**Excerpted text:**

====

Mẫu Địa Tiên (Chữ Hán:
母地仙, Mother Goddess of Earth) (not to be mistaken with Quảng Cung or Phật Mẫu Diêu Trì), Mẫu Địa (Chữ Hán:
母地) also known as Mẫu Địa Phủ or Lục Cung Thánh Mẫu (Chữ Hán: 陆宮聖母) is one of the Mother Goddesses in Đạo Mẫu (Mother Goddess religion), an indigenous religion of Vietnam. She governs the Earth Palace, one of the Four Palaces which otherwise include Heaven Palace, Mountains and Forests Palace and Water Palace.

====

**Available data:**
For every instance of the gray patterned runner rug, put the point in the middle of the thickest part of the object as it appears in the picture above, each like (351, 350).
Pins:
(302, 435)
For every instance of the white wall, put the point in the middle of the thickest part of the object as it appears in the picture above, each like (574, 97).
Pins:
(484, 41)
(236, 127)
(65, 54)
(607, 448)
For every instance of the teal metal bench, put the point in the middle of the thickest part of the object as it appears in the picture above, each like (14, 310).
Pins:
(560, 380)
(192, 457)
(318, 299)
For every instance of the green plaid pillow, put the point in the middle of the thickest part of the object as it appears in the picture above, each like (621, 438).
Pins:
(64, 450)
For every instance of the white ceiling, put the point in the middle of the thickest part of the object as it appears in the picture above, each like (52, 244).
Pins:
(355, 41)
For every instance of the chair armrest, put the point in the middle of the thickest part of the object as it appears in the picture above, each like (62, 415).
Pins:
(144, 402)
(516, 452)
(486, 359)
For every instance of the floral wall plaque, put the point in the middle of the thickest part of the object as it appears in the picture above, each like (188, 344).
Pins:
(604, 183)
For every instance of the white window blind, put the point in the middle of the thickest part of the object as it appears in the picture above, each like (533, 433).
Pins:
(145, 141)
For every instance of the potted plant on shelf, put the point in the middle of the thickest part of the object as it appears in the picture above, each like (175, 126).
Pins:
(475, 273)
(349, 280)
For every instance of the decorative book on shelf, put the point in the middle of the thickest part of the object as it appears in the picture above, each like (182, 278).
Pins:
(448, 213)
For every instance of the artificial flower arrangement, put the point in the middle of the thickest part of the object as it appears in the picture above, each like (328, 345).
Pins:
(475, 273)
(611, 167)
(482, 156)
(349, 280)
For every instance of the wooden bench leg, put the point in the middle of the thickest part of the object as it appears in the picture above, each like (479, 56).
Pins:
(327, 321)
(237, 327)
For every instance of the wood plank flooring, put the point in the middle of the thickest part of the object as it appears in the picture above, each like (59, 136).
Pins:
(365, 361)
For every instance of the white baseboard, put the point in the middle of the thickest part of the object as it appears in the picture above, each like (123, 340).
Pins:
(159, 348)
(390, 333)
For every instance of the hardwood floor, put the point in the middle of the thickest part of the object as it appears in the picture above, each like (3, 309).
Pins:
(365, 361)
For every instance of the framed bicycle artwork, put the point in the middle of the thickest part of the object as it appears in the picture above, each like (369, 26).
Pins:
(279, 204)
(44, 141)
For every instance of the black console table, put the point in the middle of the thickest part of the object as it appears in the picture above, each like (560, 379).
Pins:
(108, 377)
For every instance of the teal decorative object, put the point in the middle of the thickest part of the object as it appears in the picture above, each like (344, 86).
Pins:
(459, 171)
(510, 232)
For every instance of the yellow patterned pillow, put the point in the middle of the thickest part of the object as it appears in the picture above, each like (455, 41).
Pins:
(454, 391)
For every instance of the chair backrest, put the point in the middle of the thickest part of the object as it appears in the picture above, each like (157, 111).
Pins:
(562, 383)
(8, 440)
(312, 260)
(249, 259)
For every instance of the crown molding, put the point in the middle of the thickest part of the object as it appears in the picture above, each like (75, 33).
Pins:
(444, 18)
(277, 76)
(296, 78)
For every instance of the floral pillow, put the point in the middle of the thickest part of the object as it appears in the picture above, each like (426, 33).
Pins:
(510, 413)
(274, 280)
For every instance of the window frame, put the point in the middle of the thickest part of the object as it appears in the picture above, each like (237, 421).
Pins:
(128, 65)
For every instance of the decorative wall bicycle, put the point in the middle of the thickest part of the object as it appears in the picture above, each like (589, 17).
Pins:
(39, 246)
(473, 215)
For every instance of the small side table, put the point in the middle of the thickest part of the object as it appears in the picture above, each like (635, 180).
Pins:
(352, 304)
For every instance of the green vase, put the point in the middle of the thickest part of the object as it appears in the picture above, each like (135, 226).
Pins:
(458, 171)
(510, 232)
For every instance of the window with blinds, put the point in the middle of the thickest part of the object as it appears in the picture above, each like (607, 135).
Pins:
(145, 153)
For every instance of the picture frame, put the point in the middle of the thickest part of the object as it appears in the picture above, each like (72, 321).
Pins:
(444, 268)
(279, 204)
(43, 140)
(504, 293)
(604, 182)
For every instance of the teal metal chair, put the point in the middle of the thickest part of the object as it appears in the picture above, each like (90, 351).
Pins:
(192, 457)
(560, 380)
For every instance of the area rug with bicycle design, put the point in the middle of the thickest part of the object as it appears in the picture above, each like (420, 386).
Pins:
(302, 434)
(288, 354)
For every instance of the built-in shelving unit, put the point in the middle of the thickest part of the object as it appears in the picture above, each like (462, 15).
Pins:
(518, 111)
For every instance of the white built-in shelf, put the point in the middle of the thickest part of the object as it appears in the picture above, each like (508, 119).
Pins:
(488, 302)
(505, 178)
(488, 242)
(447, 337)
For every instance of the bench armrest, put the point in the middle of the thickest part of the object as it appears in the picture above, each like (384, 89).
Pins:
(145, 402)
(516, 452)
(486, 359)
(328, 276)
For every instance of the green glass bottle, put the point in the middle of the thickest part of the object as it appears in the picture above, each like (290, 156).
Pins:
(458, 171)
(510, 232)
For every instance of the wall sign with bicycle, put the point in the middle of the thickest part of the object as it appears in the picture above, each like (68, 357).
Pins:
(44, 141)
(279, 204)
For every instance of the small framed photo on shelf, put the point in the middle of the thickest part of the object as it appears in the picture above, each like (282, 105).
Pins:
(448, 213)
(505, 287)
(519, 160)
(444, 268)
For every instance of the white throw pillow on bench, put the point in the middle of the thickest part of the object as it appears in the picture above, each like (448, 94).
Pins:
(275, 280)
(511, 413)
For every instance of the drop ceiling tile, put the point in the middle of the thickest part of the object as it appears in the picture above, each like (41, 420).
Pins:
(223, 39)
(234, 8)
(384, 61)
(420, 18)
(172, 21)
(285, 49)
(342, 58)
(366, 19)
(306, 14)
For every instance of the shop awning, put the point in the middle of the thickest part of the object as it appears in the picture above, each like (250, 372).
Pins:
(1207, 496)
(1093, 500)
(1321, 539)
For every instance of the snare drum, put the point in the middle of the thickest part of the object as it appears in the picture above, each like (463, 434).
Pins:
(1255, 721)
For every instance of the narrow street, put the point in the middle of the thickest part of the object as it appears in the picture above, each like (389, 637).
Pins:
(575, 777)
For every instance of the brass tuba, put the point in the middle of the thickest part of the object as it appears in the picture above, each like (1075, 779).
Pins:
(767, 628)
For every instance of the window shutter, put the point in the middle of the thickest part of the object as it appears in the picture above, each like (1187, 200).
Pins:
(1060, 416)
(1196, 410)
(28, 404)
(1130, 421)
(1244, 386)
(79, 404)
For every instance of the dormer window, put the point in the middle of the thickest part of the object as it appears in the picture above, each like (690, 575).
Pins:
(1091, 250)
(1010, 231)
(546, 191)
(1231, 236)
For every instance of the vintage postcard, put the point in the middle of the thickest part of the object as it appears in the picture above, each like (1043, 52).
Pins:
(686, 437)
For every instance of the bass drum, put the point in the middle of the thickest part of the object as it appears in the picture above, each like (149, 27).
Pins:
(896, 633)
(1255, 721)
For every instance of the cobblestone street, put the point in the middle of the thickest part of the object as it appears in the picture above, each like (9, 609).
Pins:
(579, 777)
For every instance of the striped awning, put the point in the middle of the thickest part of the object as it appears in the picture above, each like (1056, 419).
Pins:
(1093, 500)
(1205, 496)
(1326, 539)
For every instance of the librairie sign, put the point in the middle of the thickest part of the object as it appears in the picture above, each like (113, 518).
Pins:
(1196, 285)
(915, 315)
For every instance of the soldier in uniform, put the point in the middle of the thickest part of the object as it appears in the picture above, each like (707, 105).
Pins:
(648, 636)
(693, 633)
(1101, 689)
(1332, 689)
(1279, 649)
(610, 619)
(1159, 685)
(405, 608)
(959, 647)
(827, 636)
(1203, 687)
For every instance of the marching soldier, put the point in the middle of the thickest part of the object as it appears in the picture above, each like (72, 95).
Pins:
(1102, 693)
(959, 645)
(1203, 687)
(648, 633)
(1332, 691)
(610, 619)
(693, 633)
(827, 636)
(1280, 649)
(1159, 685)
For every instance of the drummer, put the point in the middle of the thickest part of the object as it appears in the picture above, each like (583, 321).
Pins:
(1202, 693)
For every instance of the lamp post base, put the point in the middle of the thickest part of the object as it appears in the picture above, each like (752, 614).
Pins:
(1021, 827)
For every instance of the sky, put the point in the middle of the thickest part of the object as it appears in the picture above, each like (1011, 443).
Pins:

====

**Required tasks:**
A - Name each of the Four Palaces listed in the passage about Mẫu Địa Tiên.
B - Write a continuation of the passage about Mẫu Địa Tiên, picking up after its final sentence.

**Outputs in order:**
A - Earth Palace, Heaven Palace, Mountains and Forests Palace, Water Palace

B -
The devotees of Đạo Mẫu believe that Mother Goddess Liễu Hạnh is Mẫu Địa Tiên herself. As the representative of Mẫu Thiên Tiên (Mother Goddess of Heaven) on Earth and Mẫu Địa Tiên, she is the primary goddess of Đạo Mẫu.

Because Mẫu Địa Phủ governs the Earth Palace, she is associated with the token color of yellow. Each palace has a representative color. Red is Mẫu Thượng Thiên, Green is Mẫu Thượng Ngàn, White is Mẫu Thoải and Yellow is Mẫu Địa Tiên.